[Begin Task data]
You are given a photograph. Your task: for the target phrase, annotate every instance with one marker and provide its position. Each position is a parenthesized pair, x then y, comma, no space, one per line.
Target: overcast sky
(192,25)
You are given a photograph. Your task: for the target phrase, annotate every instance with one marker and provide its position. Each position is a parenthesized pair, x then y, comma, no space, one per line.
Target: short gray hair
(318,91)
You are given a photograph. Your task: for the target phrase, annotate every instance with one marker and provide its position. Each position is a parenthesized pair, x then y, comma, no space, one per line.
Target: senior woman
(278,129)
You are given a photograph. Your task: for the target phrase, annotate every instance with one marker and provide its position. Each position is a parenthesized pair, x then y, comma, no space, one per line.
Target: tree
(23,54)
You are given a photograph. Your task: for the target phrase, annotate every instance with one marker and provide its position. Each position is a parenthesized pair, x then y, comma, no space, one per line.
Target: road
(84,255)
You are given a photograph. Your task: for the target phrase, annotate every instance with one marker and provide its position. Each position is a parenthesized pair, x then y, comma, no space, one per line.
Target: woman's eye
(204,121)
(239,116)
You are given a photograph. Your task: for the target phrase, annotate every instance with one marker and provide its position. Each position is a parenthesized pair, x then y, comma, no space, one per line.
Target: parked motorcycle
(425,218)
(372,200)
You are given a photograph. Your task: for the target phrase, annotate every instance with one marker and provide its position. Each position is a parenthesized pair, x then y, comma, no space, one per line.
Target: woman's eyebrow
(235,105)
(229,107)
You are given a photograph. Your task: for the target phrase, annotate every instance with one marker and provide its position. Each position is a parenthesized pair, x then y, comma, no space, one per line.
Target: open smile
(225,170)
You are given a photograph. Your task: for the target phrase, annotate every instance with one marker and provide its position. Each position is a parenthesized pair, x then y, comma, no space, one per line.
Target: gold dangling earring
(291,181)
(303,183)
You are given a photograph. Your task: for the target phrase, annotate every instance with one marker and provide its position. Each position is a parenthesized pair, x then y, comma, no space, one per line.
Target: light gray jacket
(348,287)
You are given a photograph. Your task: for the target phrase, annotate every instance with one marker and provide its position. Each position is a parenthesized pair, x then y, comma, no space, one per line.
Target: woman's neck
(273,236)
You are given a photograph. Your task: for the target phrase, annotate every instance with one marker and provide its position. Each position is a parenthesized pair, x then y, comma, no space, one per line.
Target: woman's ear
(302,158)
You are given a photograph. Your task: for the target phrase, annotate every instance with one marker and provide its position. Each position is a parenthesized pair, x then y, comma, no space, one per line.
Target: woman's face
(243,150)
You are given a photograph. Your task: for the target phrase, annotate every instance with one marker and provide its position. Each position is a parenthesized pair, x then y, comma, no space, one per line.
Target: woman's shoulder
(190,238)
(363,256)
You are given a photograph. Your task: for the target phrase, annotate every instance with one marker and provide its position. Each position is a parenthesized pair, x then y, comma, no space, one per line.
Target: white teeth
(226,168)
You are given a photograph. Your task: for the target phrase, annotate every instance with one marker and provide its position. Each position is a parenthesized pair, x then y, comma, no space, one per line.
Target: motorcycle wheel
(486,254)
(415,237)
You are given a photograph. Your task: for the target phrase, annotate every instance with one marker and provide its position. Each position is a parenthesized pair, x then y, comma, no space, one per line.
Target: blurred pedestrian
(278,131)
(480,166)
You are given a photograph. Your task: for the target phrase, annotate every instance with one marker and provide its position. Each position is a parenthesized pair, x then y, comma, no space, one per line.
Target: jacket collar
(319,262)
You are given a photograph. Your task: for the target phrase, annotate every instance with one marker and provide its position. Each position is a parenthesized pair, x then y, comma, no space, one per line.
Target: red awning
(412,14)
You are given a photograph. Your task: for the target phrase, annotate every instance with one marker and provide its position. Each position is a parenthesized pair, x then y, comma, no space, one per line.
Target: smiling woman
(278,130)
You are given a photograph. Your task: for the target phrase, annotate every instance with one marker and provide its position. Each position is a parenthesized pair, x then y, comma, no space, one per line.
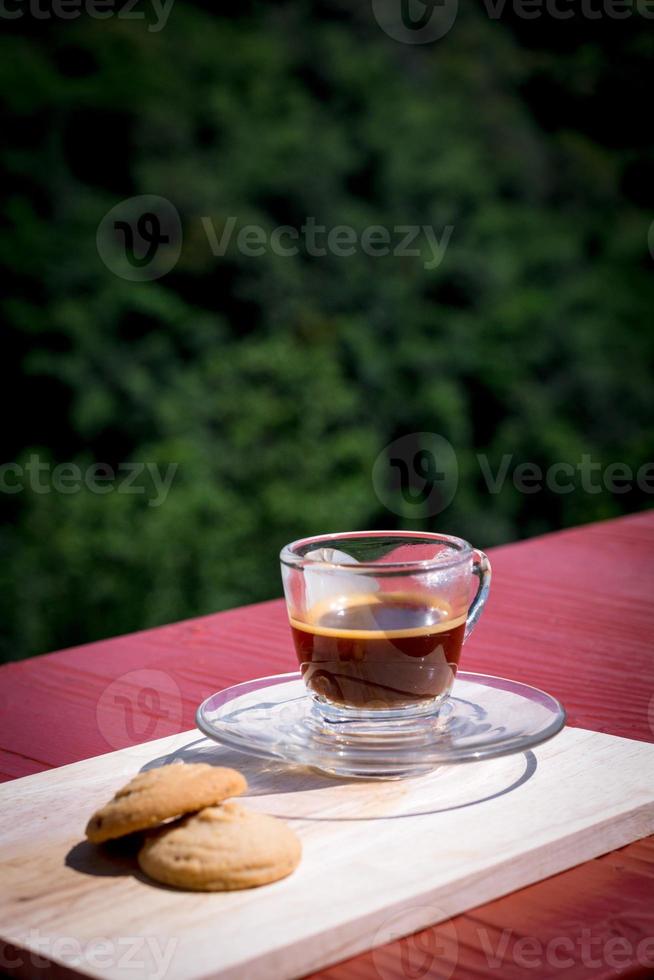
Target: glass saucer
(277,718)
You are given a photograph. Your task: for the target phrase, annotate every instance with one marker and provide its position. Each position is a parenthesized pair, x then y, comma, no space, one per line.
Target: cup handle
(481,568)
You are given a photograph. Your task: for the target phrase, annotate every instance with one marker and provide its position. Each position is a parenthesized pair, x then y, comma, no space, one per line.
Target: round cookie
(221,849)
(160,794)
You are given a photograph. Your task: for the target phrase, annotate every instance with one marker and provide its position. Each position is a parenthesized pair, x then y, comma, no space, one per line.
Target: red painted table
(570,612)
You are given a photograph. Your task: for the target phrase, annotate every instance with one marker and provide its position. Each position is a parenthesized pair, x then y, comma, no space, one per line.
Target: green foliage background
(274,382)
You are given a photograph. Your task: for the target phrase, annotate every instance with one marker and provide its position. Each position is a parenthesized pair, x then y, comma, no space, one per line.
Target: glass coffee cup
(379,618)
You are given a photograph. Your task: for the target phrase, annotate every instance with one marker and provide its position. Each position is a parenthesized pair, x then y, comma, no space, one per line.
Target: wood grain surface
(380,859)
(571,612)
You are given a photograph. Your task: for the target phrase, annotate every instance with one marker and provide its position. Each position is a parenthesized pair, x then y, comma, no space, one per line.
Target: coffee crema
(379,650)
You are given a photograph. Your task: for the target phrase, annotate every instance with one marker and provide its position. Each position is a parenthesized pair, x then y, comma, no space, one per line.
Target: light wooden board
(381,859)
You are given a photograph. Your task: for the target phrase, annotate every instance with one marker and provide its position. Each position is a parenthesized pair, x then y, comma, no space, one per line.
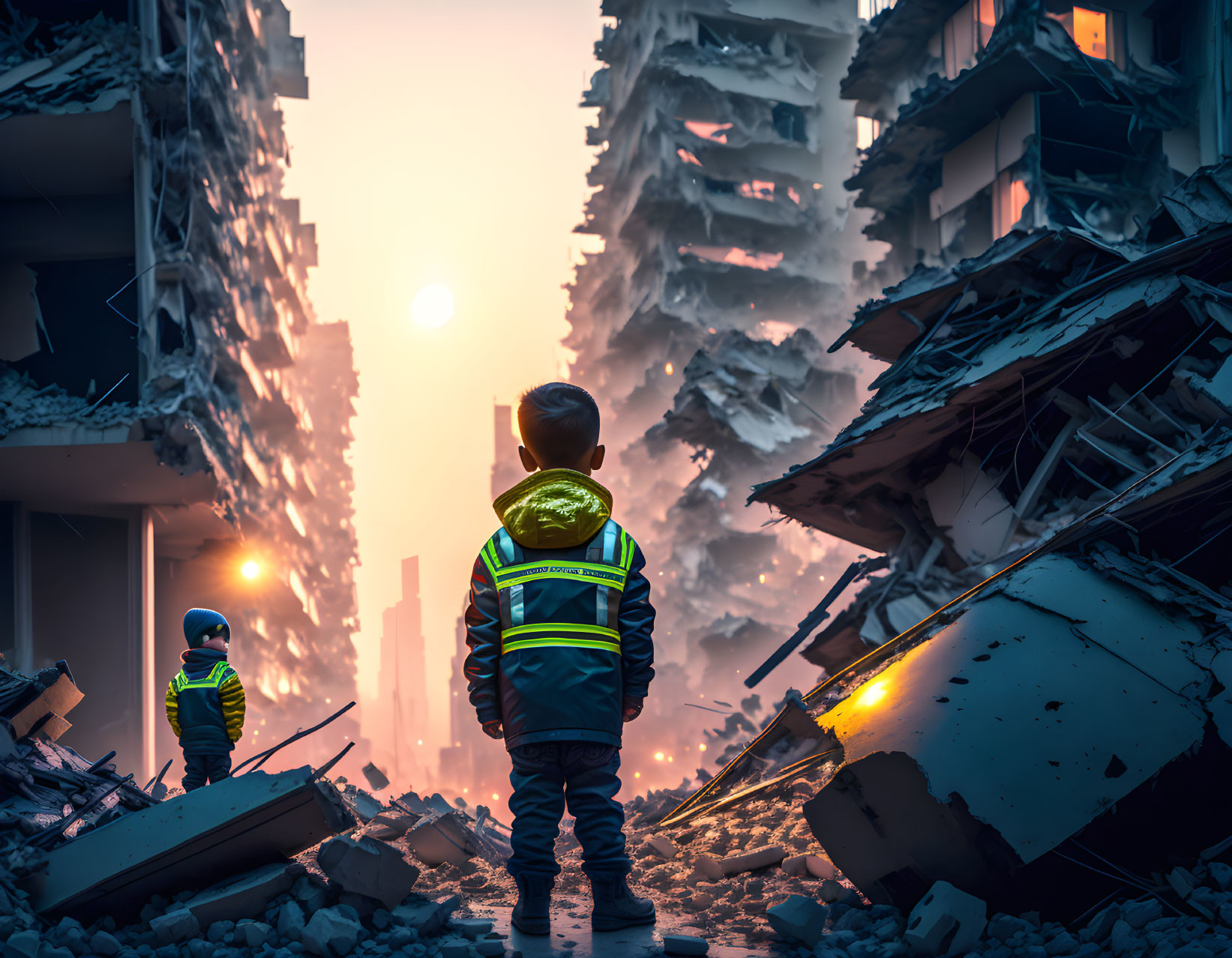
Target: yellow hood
[End Task data]
→ What you need to do: Every line should be retyped exactly, with the pictures omitted.

→ Final answer:
You are given a photograph. Your task: for the target phrase, annotate every instance with one marker and provide its position. Each position is a parenthesized pair, x then y, comma, no space, one per line.
Target: overcast sky
(192,25)
You are given a photograph. Your task: for the target phrase, annotate every instance with one marker and provide its position. Each position is a parenthesized pair, x then y, comma, no space, one per line.
Target: short gray hair
(318,91)
You are given a photograph. Your task: for the target phrase, annotate every instance with one marker and provide its position. Each position is a parenthesized pair, x then y, comma, no space, one per line.
Target: senior woman
(278,129)
You are given a photograph. Your task: for the target phrase, annotate every instance with one marker and provide its position. Each position is a parenthesized pair, x then y, comma, no space, one per line.
Target: tree
(23,54)
You are given a photograph. Your task: for the target phrase, annotate every instance with one marker and provide its position. Each position is a parenthesized pair, x then y, comma, no space, one per line.
Target: road
(84,255)
You are given a photograph. Your task: for the target phrase, annotate every instance with one marker and provide its position. Each position is a parenthesized pair, x then y, comma, no space, one per line.
Target: woman's eye
(204,121)
(239,116)
You are given a photograph. Your task: for the target phrase, annotate every instance with one marker and provide its position. Each position is a parenthesized pair, x then y, comma, no space, one per line.
Target: parked motorcycle
(425,218)
(372,200)
You are given a photograph. Your task: for the target phrase, annotate every instance with one marker and provide its position. Each position is a parenthesized pair, x then y, comma, no space, one per line.
Target: woman's eyebrow
(235,105)
(229,107)
You are given a photograph. Your task: for the target phrase, annotate every instance with one marker and provide its position. Each position is a parenthesized pair, x then y, comma, no space, one per line.
Target: open smile
(225,170)
You are given a photograph. Your task: for the target phrase, annotate every instance with one marker and provide its position. Each position is a parenthesized pair, x then y, comma, no space, one per line.
Target: gold dangling earring
(291,181)
(303,183)
You are given a photograph. Your task: for the target phrase, annotate every instance with one marker and provide its position. Each position is a parenthesized pair, x then y, comma, no space, one per line.
Target: light gray jacket
(348,287)
You are given a photograph. Your task: for the target phrase, annotate every instance with one marker and provide its position. Each position is a parenthesized pair, x then y, comma, no space, one per line.
Target: woman's neck
(273,236)
You are given a photograph. Your task: for the target phrase, annotate every instance with one marker and provide its position. Each position is a parenthesized pair, x then y, comma, no space, one per line.
Target: woman's ear
(302,158)
You are given a photograph. Your task: for the target phrase, annotate every instance with one marker and provide its position. Each position is a parenthesized pair, x then y, comma, no space, one per line.
Target: woman's face
(243,150)
You are given a photograph. Your task: for the target phrase, annotate every instance with one marker and provide its position. Each position is a parenthesized pair, x then y, comma, no space, one per line.
Target: woman's shoulder
(190,238)
(363,256)
You are given a photograph. Your task: for the target phrase, annotate every instance with one marker and provide its position. Each position is a parenthesized pair, x then y, comma, no space, one per line.
Target: white teeth
(226,168)
You are given a photograph. Your task: for the target phrase, annotate every instance with one marker and provide its position. Each position is a parenthesized pair, x then y, comma, no space, one per line.
Target: motorcycle wheel
(486,254)
(415,237)
You are given a photograph. Your task: for the target phrase, annotate every instance with one marker and provide its position. Each position is a parenthesized pair, x then y, comma, no space, one per line.
Target: blurred pedestrian
(278,131)
(480,166)
You are given a photograph. Your task: for the target phrase, annotate every instance with one marker and provide its position. Each position is a parenthesized pair, x then y, comma, no space, one per line.
Target: jacket collar
(319,262)
You are given a photograph. Your task: for the target phrase, annotate every instance with one marker and provide its position. Each position is a parenthesized pair, x then y, comma, no space, one per line.
Target: red awning
(412,14)
You are given a photograph. Your task: for the target phrase, annotate every instance with one marker and provide its position. Each position is a parenthesized pair, x then y, comma, no space, one per line.
Target: smiling woman
(278,130)
You are given a photograph. Your task: for the target phrase, annotate every instance with one marker and provide its position. Each position is a parenthesized pair, x then y, comma, no space, one per line.
Target: glass saucer
(277,718)
You are given a photograph. Your task: for the target phrase, annotate every instance with one marker and provide its position. Each position is a parenthesized pair, x then y, comma, no space, one per line.
Target: cup handle
(481,568)
You are given a photograph. Your task: for the target phrase, annotate every instance with one marker and provide its position. Each position is a parenthesized pair, x then y, comma, no space, one per line.
Target: round cookie
(221,849)
(160,794)
You are given a photograph. Your task: for the target phrase, annotate every instance with one marker and provide its position. Each position is a parenthesized pair, x then y, comma, no space, one per line.
Target: red painted table
(570,612)
You are given a photograph. Your task: for the target phrase, annotate every instance with one marker and provide its position. Each position is a parenthesized pair, x then y, comma, no space, one per line.
Target: green foliage background
(274,382)
You are given a photograph. Your task: for the target phrase, annotate every instance with one marker and provide its position. Each position is a parenthesized pair, x then y, comma, no space, one per line.
Target: glass coffee cup
(379,618)
You are given a photograph. Your task: for the target phrase, annotate every instance with one marker and provide its position. Each position is a parenthesized pair, x then y, comma, no space, one per line.
Target: wood grain surface
(380,859)
(571,612)
You are given a photograph. Your task: for the target phrase, annotate every instance with one marker and provide its position. Each position is a parenthesized pair, x then y, comma, no space, one per line.
Target: coffee crema
(379,650)
You are given a photograph. Your task: for the target phrase, annotate every instance with one marker and provide its position. Each position is a parenthesized pair, x then y, comma, no space, one per line.
Target: light wooden board
(381,859)
You are given a photograph. Your task: for the target phrase, annotate every instance with one marker and provide its position. Each position is a parenthesized pair, x then y, comma, no space, one per line.
Target: yellow hood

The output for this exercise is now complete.